- **Data entries**:

▼

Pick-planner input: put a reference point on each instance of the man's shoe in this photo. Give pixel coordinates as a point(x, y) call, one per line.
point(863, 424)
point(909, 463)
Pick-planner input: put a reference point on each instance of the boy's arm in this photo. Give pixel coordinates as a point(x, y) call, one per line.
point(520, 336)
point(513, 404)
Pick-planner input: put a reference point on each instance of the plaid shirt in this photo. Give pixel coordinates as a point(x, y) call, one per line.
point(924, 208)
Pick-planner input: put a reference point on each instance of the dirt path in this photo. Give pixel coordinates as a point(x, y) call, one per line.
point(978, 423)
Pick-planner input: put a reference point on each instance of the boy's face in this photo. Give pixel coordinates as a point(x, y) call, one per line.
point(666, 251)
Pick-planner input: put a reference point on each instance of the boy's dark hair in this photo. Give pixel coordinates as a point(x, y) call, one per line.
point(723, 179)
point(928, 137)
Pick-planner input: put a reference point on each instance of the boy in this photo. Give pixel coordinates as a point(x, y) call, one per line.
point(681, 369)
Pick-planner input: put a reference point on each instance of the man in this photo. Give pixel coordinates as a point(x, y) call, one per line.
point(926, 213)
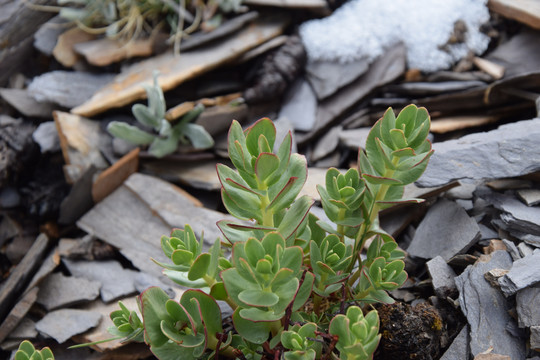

▲

- **Work to be completed**:
Transcribe every one of the records above word for word, and leave the picture out of your answer.

- **Expected answer**:
Pick-planner input: put a reference point on each instance of the man's shoe in this photo. Give pixel coordinates as a point(x, y) call, one per line.
point(863, 424)
point(909, 463)
Pick-planner input: put a reference point on each instance of the boy's arm in this photo. Give pixel coordinates as a point(x, y) call, one per line.
point(520, 336)
point(513, 404)
Pick-planner input: put a reference point on each instance of the plaid shirt in this photo. Give pixel coordinates as a point(x, y) call, one per line.
point(924, 208)
Pick-planner input: put a reference point on each instance of the dirt path in this photo. Give pixel coordinates as a point(x, y) call, one per line.
point(978, 423)
Pick-planner input: put a reference point on each instance of the boy's face in this photo. Give pixel coordinates as a point(x, y) call, one per line.
point(666, 251)
Pick-planner input: put a reference point on each instance of the boy's dark hair in this photo. Give pixel coordinates as a point(x, y) call, one per line.
point(723, 179)
point(928, 137)
Pick-planner input: put a reference point on each instance of the boy in this photo. Give pixel coordinates as a point(x, y) call, one per line.
point(681, 369)
Pick-planner input: put a reference point on each instance of the man in this photo. Give pixel coordinates as a point(x, y) call, one per line.
point(926, 213)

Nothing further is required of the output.